Short task> Count the lines in the items below that contain the string "column". Reply with that number alone.

Information shown>
(begin)
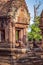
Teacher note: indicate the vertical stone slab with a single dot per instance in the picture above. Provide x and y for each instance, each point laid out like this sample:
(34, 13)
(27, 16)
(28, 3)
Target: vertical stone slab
(14, 40)
(10, 34)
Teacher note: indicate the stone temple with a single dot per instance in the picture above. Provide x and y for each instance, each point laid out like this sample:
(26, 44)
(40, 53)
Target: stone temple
(14, 21)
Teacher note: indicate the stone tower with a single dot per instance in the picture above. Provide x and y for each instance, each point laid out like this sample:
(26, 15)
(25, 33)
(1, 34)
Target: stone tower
(14, 21)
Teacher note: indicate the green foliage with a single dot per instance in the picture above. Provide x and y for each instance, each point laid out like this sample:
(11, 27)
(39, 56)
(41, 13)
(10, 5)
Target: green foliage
(35, 32)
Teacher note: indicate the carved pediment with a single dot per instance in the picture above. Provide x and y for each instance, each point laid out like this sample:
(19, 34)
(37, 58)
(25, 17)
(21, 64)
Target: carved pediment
(22, 16)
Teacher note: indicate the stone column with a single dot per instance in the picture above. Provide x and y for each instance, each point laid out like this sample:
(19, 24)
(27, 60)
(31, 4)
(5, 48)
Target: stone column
(10, 34)
(14, 40)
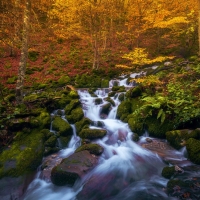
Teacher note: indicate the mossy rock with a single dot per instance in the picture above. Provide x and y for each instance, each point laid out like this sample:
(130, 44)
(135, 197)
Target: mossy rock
(76, 115)
(98, 101)
(24, 155)
(108, 99)
(105, 110)
(104, 83)
(177, 138)
(92, 133)
(62, 127)
(168, 172)
(111, 94)
(124, 109)
(63, 80)
(72, 168)
(51, 142)
(63, 141)
(121, 97)
(175, 182)
(156, 129)
(136, 126)
(134, 92)
(47, 133)
(73, 104)
(193, 149)
(92, 148)
(74, 94)
(135, 137)
(118, 88)
(50, 150)
(83, 123)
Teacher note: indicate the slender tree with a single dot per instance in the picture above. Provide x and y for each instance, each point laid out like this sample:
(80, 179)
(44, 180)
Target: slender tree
(24, 53)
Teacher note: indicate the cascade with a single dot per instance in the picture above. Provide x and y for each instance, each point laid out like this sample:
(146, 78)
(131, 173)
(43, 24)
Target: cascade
(125, 170)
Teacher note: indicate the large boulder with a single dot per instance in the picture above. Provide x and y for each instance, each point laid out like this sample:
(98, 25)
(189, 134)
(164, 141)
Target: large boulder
(178, 138)
(72, 105)
(62, 127)
(82, 124)
(75, 115)
(92, 133)
(92, 148)
(193, 149)
(72, 168)
(124, 109)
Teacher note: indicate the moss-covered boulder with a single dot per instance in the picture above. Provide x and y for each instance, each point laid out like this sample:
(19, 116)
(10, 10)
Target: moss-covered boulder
(51, 142)
(193, 149)
(62, 127)
(72, 168)
(24, 155)
(75, 115)
(111, 94)
(106, 108)
(108, 99)
(168, 172)
(136, 126)
(104, 83)
(134, 92)
(92, 148)
(82, 124)
(73, 104)
(118, 88)
(124, 109)
(98, 101)
(121, 97)
(92, 133)
(156, 129)
(178, 138)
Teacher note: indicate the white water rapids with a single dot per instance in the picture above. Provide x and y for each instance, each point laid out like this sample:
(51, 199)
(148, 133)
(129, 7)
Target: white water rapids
(126, 171)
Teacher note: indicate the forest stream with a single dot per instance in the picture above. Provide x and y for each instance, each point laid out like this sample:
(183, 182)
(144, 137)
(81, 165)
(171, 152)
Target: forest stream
(126, 169)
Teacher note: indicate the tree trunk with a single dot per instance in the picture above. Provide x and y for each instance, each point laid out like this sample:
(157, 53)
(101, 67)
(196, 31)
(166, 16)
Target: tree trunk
(24, 53)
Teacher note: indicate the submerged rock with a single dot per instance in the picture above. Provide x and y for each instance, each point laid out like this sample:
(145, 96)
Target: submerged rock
(92, 133)
(62, 127)
(72, 168)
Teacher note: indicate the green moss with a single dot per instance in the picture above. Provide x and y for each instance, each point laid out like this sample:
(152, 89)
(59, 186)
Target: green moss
(104, 83)
(92, 133)
(92, 148)
(84, 123)
(73, 104)
(168, 172)
(24, 155)
(51, 142)
(118, 88)
(176, 138)
(124, 109)
(62, 127)
(156, 129)
(98, 101)
(64, 80)
(76, 115)
(108, 99)
(136, 126)
(134, 92)
(193, 149)
(135, 137)
(121, 97)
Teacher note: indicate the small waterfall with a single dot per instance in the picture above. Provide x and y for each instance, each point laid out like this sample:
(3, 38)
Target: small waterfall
(126, 170)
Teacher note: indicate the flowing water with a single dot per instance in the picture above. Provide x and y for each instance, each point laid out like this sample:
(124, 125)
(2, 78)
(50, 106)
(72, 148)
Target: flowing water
(125, 170)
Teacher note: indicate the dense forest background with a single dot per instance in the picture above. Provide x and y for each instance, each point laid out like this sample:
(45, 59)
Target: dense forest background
(75, 37)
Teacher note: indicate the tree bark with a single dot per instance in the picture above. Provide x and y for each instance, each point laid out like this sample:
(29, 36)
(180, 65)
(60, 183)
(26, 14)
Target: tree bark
(24, 53)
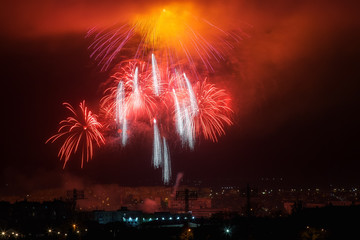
(end)
Finished task> 2